On this page:
matrix-1norm
matrix-2norm
matrix-inf-norm
matrix-norm
matrix-dot
matrix-cos-angle
matrix-angle
matrix-normalize
matrix-normalize-rows
matrix-normalize-cols
matrix-rows-orthogonal?
matrix-cols-orthogonal?

7.8 Inner Product Space Operations

The following functions treat matrices as vectors in an inner product space. It often makes most sense to use these vector-space functions only for row matrices and column matrices, which are essentially vectors as we normally think of them. There are exceptions, however, such as the fact that the Frobenius or Euclidean norm (implemented by matrix-2norm) can be used to measure error between matrices in a way that meets certain reasonable criteria (specifically, it is submultiplicative).

» Exercise:
Retype the passage on inner product space operations word for word, from "7.8 Inner Product Space" down to "it is submultiplicative).".

» Data entries:
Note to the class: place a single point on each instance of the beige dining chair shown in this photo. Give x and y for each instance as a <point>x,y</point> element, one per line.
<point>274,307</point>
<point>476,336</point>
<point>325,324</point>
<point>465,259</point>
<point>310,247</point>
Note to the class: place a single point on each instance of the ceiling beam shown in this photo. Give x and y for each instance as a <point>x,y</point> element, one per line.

---

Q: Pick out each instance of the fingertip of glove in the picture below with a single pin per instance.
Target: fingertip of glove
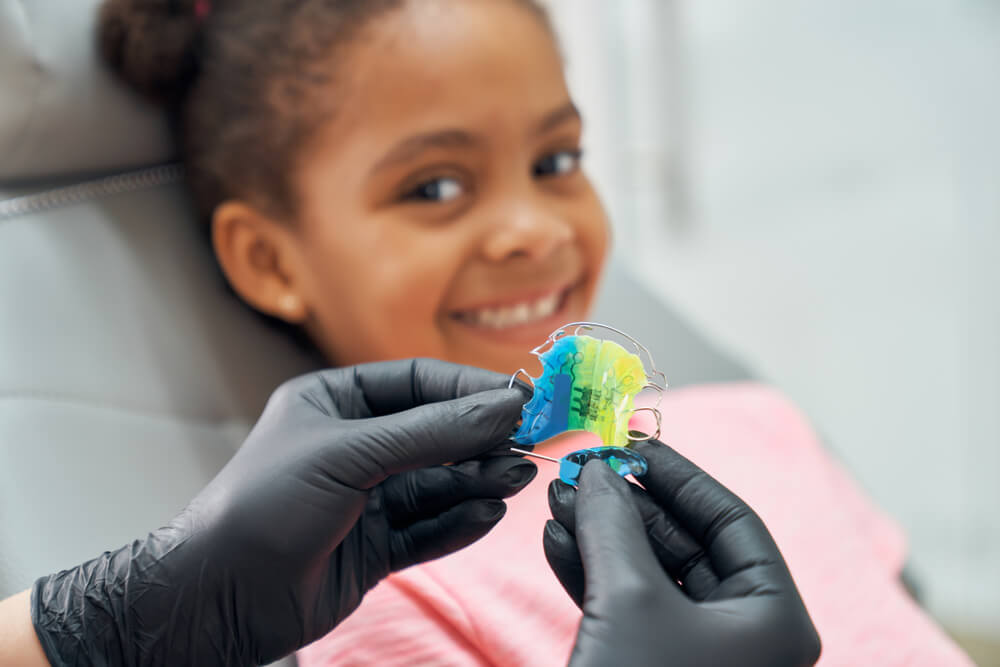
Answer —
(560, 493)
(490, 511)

» Correct response:
7.8 Inner Product Space Operations

The following functions treat matrices as vectors in an inner product space. It often makes most sense to use these vector-space functions only for row matrices and column matrices, which are essentially vectors as we normally think of them. There are exceptions, however, such as the fact that the Frobenius or Euclidean norm (implemented by matrix-2norm) can be used to measure error between matrices in a way that meets certain reasonable criteria (specifically, it is submultiplicative).